# stuff that my human does that puzzles me...



## girlzilla (Aug 20, 2007)

my human is a bit of a nutter, i've already established that, but she does stuff that i simply cannot understand. for example:

1) why does she INSIST on kissing my face all over when she can clearly see i am trying to take a nap?! i know i look cute when i'm napping but it's SO rude to wake me up just to make sqwee noises and plant smackers on my face. everytime i jump on HER face when she's asleep, she gets grumpy:grumpy:

2) why does she remove all her leg fur only to put on those silly black things she calls stockings? why not just STOP shaving her leg fur off so that can keep her warm instead? the stupid thing is, she never learns. she obviously realises her legs get cold when they are fur-less yet she KEEPS shaving them. so silly. i think furry stumps on a woman look hot.

3) why does she sleep at night and get up during the day? um hello mummy, you're doing it backwards!! it's PLAY during the night and SLEEP during the day!

__Data listing__.
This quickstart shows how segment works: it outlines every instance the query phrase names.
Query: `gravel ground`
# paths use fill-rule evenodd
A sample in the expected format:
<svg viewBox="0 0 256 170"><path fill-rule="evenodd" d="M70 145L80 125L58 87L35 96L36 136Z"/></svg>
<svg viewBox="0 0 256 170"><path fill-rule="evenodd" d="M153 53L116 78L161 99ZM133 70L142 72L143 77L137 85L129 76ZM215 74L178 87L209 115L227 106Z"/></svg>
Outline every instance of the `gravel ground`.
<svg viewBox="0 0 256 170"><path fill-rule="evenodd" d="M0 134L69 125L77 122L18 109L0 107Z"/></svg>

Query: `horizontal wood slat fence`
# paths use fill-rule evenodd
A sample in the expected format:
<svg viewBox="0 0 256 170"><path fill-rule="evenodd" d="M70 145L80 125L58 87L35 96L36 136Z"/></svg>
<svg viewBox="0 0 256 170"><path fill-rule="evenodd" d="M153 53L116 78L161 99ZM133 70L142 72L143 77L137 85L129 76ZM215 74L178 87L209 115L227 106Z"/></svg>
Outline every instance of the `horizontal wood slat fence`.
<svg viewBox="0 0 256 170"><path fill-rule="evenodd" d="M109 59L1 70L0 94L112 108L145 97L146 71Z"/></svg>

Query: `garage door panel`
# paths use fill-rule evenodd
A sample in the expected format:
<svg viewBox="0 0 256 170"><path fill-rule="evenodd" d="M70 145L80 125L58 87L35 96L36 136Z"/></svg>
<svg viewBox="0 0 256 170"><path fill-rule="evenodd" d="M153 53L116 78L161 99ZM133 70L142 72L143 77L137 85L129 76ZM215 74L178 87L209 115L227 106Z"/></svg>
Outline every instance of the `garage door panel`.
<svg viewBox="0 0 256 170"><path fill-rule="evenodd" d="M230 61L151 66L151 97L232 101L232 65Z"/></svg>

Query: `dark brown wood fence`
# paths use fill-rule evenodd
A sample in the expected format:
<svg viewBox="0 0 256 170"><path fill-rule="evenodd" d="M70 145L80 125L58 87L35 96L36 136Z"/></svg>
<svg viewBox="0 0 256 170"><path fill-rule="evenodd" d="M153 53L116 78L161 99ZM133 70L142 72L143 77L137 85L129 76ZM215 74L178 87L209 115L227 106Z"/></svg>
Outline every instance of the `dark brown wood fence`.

__Goal A__.
Answer these questions about the forum post on puzzling human behavior.
(i) How does the human react when the poster jumps on her face while she is asleep?
(ii) What does the human call the black things she puts on after shaving her legs?
(iii) According to the poster, what is the night meant for?
__Goal B__. Extend the forum post on puzzling human behavior, beginning right after its final sentence.

__Exercise output A__.
(i) She gets grumpy.
(ii) Stockings.
(iii) Play.

__Exercise output B__.
4) how come the cat is allowed to sleep on the bed but i'm not? okay, so i sometimes wizzle or do plops on the bed but so what? the cat leaves heaps of her fur all over the bed! and i don't attack mummy's feet either like moo the cat does. at least i'm nice.

5) why does mummy's male guests come in through the window? why not use the door like normal people do?

6) why does mummy stand under that thingy that squirts the water to get herself all clean? why not just lick herself? or better yet, why not just let ME lick her clean? i always do a good job of cleaning her face! :biggrin2:

7) what are those snacks mummy keeps up her nose that she's always eating? and why hasn't she offered ME one? 

i love my mummy but she's a bit hard to figure out sometimes!


----------



## Georgie (Aug 20, 2007)

i dunno, but dose are good puzzly fings!


----------



## girlzilla (Aug 20, 2007)

*Georgie wrote: *


> i dunno, but dose are good puzzly fings!


puzzly fings lol that's very cute wabbit speak :biggrin2:


----------



## Roxie (Aug 20, 2007)

do you mind if i add more??? Pwease
1) when i dig a hole whith comfy dirt mommy scowds me! Hmph

2) How come the mean doggie is awowed to sweep in the house and i am not??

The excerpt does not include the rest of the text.